Work task A: Format the rows as a numbered list, starting at the line containing "rough mask: <svg" and running through the final line of the rows, both ends included. Leave out blank lines.

Aviation and Aerospace to Indonesia

Trends and opportunities

The market

Indonesia is among the five fastest-growing aviation markets in passenger movements per year with a forecast of 135 million new passengers for a total of 242 million annually by 2035 (Source: IATA, 20 year air passenger forecast, 2015). Indonesian demand for Australian capability and products in the aviation space continues to grow with Australia’s exports to Indonesia in aircraft parts in 2019 valued at US$5.2 million. There are still significant potential opportunities for Australian businesses supporting commercial, general and defense aviation in Indonesia (Source: Trade Map, International Trade Centre, accessed August 2020. Register for free to search: Exports from Australia, product 8803 Parts of aircraft and spacecraft of heading 8801 or 8802, n.e.s., Yearly Time Series).

Provided records:
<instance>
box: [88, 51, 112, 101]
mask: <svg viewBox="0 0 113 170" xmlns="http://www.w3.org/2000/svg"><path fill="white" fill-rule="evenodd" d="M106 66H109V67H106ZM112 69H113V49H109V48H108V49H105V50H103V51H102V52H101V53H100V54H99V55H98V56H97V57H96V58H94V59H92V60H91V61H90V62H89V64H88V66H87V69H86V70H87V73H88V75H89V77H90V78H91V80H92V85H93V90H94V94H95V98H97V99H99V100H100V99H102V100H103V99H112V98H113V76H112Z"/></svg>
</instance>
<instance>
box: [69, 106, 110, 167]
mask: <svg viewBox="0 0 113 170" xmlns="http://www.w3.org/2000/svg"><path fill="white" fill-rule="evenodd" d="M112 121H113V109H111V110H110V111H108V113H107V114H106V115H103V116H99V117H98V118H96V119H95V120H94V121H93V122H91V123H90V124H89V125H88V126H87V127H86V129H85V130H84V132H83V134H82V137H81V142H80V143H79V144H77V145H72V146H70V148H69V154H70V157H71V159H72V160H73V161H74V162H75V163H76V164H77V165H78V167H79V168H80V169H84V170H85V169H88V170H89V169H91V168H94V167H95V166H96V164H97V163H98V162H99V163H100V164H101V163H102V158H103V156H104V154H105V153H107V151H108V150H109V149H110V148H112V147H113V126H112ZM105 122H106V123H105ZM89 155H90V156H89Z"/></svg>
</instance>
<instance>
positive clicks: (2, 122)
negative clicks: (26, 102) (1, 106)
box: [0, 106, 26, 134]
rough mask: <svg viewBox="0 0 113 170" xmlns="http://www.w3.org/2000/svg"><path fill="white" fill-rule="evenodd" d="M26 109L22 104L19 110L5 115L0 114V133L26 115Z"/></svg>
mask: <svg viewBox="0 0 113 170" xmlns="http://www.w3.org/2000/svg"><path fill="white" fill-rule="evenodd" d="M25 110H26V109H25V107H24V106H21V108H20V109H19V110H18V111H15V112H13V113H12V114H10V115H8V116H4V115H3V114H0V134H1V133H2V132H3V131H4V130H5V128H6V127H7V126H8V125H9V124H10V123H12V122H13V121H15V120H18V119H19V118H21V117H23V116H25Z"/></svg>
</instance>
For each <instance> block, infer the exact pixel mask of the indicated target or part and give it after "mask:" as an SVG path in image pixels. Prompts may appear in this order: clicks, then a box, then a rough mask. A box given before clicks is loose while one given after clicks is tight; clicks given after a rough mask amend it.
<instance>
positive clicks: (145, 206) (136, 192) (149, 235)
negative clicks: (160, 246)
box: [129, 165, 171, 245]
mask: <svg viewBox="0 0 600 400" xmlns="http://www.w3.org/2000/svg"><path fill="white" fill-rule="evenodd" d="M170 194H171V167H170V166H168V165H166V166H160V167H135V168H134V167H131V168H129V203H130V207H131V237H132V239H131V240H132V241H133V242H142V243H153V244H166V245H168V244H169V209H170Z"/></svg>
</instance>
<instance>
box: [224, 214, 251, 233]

Work task B: In the overview of Indonesia's aviation market, what was the 2019 value of Australia's aircraft parts exports to Indonesia?

Written response A:
1. rough mask: <svg viewBox="0 0 113 170" xmlns="http://www.w3.org/2000/svg"><path fill="white" fill-rule="evenodd" d="M26 109L22 104L19 110L5 115L0 114V133L26 115Z"/></svg>
2. mask: <svg viewBox="0 0 113 170" xmlns="http://www.w3.org/2000/svg"><path fill="white" fill-rule="evenodd" d="M25 110H26V109H25V107H24V106H21V108H20V109H19V110H18V111H15V112H13V113H12V114H10V115H8V116H4V115H3V114H0V134H1V133H2V132H3V131H4V130H5V128H6V127H7V126H8V125H9V124H10V123H12V122H13V121H15V120H18V119H19V118H21V117H23V116H25Z"/></svg>
3. </instance>
4. For each <instance> block, infer the exact pixel mask of the indicated target or part and give it after "mask:" as an SVG path in image pixels. Prompts may appear in this order: clicks, then a box, then a rough mask. A box given before clicks is loose while one given after clicks is tight; clicks given after a rough mask amend it.
5. <instance>
6. positive clicks: (145, 206) (136, 192) (149, 235)
7. negative clicks: (160, 246)
8. box: [129, 165, 171, 245]
9. mask: <svg viewBox="0 0 600 400" xmlns="http://www.w3.org/2000/svg"><path fill="white" fill-rule="evenodd" d="M170 194H171V167H170V166H168V165H166V166H160V167H135V168H134V167H131V168H129V203H130V207H131V237H132V239H131V240H132V241H133V242H142V243H153V244H166V245H168V244H169V209H170Z"/></svg>
10. </instance>
11. <instance>
12. box: [224, 214, 251, 233]

Written response B: US$5.2 million.